- PROBLEM TO WORK ON: Could you repeat word for word only the lines from the one containing "around the lattice" to the last line of the data below?

- DATA EXTRACT:

------------------------

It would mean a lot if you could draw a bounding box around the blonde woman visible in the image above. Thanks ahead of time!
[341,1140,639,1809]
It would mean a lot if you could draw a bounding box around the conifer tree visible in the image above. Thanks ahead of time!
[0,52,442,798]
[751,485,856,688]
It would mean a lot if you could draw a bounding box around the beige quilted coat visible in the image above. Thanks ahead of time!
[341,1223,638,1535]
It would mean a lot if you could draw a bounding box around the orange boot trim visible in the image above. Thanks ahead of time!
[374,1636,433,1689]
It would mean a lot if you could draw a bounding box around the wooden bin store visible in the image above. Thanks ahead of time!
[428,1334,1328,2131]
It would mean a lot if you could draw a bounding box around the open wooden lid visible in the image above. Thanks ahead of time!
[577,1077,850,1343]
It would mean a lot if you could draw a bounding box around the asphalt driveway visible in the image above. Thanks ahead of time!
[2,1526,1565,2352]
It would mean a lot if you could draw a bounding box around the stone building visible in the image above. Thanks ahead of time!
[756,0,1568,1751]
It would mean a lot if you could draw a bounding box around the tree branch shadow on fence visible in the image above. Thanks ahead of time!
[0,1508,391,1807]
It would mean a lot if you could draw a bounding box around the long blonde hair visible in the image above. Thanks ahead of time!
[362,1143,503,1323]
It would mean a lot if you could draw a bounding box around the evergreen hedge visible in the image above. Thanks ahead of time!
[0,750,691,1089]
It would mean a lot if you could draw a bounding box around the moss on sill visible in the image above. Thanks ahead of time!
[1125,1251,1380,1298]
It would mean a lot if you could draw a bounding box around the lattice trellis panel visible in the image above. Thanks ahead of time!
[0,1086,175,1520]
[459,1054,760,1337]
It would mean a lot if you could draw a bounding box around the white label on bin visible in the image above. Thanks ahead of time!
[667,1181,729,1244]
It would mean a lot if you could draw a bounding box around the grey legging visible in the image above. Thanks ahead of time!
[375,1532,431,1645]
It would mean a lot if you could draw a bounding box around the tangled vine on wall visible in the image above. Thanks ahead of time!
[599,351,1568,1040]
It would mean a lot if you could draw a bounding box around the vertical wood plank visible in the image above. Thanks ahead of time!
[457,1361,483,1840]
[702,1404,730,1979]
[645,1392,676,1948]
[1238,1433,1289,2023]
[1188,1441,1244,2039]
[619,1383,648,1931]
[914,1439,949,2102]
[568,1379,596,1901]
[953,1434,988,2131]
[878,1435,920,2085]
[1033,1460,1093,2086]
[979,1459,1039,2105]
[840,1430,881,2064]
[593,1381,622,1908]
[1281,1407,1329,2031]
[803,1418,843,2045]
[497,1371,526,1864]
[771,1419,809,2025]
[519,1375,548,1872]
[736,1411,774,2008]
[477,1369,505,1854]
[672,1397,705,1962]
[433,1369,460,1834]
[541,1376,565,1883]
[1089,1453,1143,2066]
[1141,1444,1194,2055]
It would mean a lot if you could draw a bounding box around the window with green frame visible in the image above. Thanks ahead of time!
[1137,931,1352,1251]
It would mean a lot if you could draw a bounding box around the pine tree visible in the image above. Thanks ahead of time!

------------------------

- TASK RESPONSE:
It would mean a lot if you could draw a bounding box around the lattice trellis panel visible in the image above. Thanks ahead of time!
[0,1086,175,1520]
[459,1054,760,1337]
It would mean a lot if you could draw a bounding box around the white label on bin visible in the image above. Thanks ahead of time!
[667,1181,729,1244]
It would mean a lot if you could draw a bounding box around the grey legging visible in the image above. Thanks ahead of time!
[375,1532,431,1645]
It would mean a lot if you could draw a bounding box around the tangled vine on wall visible in the image above. Thanks ahead of time!
[599,351,1568,1040]
It would mean a lot if you could draw a bounding box around the vertical wood plank visible in the image above. Thanks ahead of time!
[457,1361,483,1840]
[702,1404,730,1979]
[645,1392,676,1948]
[1238,1433,1289,2023]
[1188,1441,1244,2039]
[619,1383,648,1931]
[914,1439,949,2102]
[568,1379,596,1901]
[953,1434,988,2131]
[878,1435,920,2085]
[1033,1460,1093,2086]
[979,1459,1039,2105]
[840,1430,881,2064]
[593,1381,622,1908]
[1281,1407,1329,2031]
[803,1418,843,2045]
[497,1371,526,1864]
[771,1419,809,2025]
[519,1375,548,1872]
[736,1411,774,2008]
[477,1369,505,1854]
[672,1397,705,1962]
[433,1369,460,1834]
[541,1376,565,1883]
[1089,1453,1143,2066]
[1141,1444,1194,2055]
It would mean a lot if you could draw a bounding box around the window with green frame visible in the image above. Thanks ahead of time!
[1137,931,1352,1251]
It would mean a lot if you could draw a bounding box around the pine tree visible in the image above. Thanks ahead of time!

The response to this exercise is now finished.